* _Directive A_:
Answer these questions about the piece on January cooking:
(i) Which cookbook supplied the celery root soup recipe?
(ii) On what date does the piece say East Orthodox Christmas is celebrated?
(iii) With whom did the writer cook last night?
=== Page excerpt ===
It’s that time of year where the kitchen has become a place of atonement. The holidays are over, every piece of clothing in your closet is tight (I had an infinity scarf feel too snug this week), and you can’t even use the excuse of East Orthodox Christmas anymore (celebrated Jan. 7, mmmmmm, 12 meatless dishes). Essentially, reality has set in hard. You have weight to lose, that’s one. You’re big into self-improvement, that’s two. And the fact that January has 31 days? Not. Nice.
This used to be my most hated time of year in the kitchen. By middle of January, I’d already eaten my fill of lentils, broccoli, frittatas and other foods that can feel like the nutritional equivalent of self-flagellation. Summer was a long way off so I couldn’t even look forward to a good tomato. I’d be looking around the place starving, searching for any excuse I could possibly find to reward myself with some cheese. By the end of the month, I’d usually lost two pounds, but my mood? It was sour. And February wasn’t looking much sweeter.
But last year, I decided to shed this attitude and turn to my cookbooks. Over the years, I’ve been gifted and have bought a lot of them, though through the summer, when I cook very simply, and through the holidays, when I rely on traditional stand-bys, they don’t get cracked open very often. But last year, I decided that they were the key to saving me from the culinary doldrums.
Obviously, my goal was to make meals that were low-cal and healthy and I did plenty of that, discovering great options like celery root soup (Barefoot Contessa) and mushroom and eggplant ragout (Moosewood Cookbook). But as the weeks passed, the goal evolved into simply trying new recipes so I could tell myself that I had covered more cookbook ground than I had the year before. Success or failure aside, it felt like progress.
The great thing about January and February is that you actually feel like cooking, in large part because it’s just not worth it not to. Getting rugged up, putting up with a cold drive, going to an expensive restaurant as the Christmas bills are rolling in, and then forcing yourself to just eat a salad (dressing on the side; shoot me) just doesn’t have much appeal, does it?
Instead, it’s much nicer to stay at home where it’s warm and cozy. And if that atmosphere can be accompanied by a killer meal, one that comes with compliments and self satisfaction, it’s a win-win.
So that’s what I did. And, honestly, it redefined this time of year for me. This year, I was actually looking forward to it.
But last night, I discovered another way to make this new tradition (yes, even January can have them) even sweeter. Last night, I cooked with my husband.
This, I’ll admit, hardly ever happens. I don’t consider myself an overly bossy person, but when it comes to the kitchen, you better watch yourself, mister. I like things one way and that one way is my way. I feel, to a degree, I’ve earned this right, as I’ve spent a lot of time reading recipes and food magazines and a lot of time over the stove.
=== Provided records ===
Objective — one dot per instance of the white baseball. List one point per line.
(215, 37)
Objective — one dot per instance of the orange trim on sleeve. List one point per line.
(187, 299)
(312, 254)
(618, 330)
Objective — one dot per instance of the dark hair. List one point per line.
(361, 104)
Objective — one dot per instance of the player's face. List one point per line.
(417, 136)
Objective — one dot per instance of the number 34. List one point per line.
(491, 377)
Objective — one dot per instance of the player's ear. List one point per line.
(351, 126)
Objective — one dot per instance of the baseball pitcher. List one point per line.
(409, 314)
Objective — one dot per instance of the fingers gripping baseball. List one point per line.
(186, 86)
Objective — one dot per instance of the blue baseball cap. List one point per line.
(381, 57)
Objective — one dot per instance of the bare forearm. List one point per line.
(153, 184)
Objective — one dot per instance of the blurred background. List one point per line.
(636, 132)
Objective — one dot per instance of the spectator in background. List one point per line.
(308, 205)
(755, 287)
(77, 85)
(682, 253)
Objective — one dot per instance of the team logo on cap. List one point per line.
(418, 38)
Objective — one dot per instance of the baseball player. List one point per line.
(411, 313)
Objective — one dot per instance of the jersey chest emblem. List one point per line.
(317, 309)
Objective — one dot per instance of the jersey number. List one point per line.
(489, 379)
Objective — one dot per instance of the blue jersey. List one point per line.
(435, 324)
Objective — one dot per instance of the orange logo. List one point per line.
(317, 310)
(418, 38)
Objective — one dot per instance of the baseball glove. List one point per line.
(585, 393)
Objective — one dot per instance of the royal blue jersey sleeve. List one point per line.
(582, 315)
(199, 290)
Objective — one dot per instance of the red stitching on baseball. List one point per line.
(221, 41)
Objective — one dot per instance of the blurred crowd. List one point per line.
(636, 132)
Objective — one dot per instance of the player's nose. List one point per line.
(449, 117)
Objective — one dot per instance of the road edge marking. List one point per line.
===
* _Directive B_:
Echo the records word for word, everything from the line containing "Objective — one dot per instance of the team" down through the final line of the records, with both ends included.

* _Exercise result A_:
(i) Barefoot Contessa
(ii) Jan. 7
(iii) The writer's husband

* _Exercise result B_:
Objective — one dot per instance of the team logo on cap. List one point per line.
(418, 38)
Objective — one dot per instance of the baseball player. List one point per line.
(411, 313)
Objective — one dot per instance of the jersey chest emblem. List one point per line.
(317, 309)
Objective — one dot per instance of the jersey number. List one point per line.
(489, 379)
Objective — one dot per instance of the blue jersey. List one point per line.
(435, 324)
Objective — one dot per instance of the orange logo. List one point per line.
(317, 310)
(418, 38)
Objective — one dot per instance of the baseball glove. List one point per line.
(585, 393)
Objective — one dot per instance of the royal blue jersey sleeve. List one point per line.
(582, 315)
(199, 290)
Objective — one dot per instance of the red stitching on baseball. List one point per line.
(221, 41)
Objective — one dot per instance of the blurred crowd. List one point per line.
(636, 132)
Objective — one dot per instance of the player's nose. List one point per line.
(449, 117)
Objective — one dot per instance of the road edge marking. List one point per line.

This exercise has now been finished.